> _To do_:
Return every line of the rows below that contains the string "road".

Region annotation entries:
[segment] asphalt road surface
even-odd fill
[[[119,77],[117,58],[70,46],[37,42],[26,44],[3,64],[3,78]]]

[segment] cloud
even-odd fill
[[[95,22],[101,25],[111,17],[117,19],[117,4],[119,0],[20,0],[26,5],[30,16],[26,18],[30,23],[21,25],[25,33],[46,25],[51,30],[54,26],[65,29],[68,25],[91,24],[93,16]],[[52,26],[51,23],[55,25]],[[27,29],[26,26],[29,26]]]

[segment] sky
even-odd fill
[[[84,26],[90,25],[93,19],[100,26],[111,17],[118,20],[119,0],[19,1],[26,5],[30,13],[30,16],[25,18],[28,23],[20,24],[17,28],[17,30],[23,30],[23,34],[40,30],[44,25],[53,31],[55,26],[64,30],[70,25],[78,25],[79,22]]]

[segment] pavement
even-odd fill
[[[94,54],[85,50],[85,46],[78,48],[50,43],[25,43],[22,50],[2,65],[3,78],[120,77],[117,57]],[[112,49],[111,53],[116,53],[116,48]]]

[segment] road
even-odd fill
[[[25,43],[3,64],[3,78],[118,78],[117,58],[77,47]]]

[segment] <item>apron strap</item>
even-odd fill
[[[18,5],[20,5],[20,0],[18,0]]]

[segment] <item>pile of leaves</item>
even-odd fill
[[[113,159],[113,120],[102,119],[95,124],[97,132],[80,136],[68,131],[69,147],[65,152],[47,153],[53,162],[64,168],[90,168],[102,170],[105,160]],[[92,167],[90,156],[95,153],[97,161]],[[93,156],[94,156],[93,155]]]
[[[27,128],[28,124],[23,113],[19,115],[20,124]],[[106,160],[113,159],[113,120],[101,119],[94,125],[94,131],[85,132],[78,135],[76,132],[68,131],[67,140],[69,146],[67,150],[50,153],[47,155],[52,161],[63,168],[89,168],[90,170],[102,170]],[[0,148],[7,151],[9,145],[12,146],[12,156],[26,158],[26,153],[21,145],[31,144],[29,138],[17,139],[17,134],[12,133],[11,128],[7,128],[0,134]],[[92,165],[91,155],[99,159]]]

> _Answer in full_:
[segment] asphalt road surface
[segment] road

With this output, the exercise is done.